(Task inputs):
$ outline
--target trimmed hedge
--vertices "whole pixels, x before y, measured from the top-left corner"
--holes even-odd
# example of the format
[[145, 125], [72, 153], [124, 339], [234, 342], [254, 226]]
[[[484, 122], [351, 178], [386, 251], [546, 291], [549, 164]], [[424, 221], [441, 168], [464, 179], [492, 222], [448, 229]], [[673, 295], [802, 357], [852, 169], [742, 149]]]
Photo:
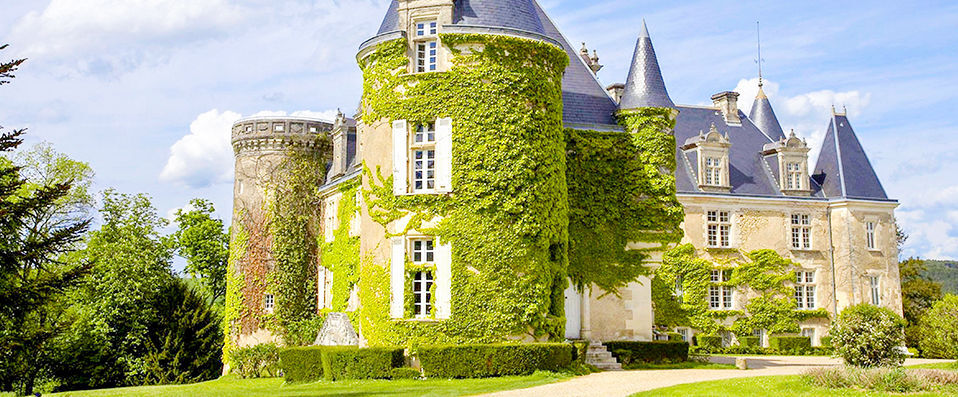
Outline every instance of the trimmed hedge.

(Work to be completed): Reproduce exactly and only the lines from the one with "--holes even-odd" through the final line of the records above, inclusive. Pictures must be left out.

(Task answer):
--holes even-odd
# example of the format
[[145, 125], [72, 153], [124, 339], [234, 342], [254, 226]]
[[[484, 122], [351, 178], [386, 251], [546, 291], [549, 164]], [[424, 221], [441, 168], [464, 179], [492, 222], [448, 229]], [[673, 295], [802, 357], [852, 169], [742, 149]]]
Photo:
Outline every instance of the trimmed hedge.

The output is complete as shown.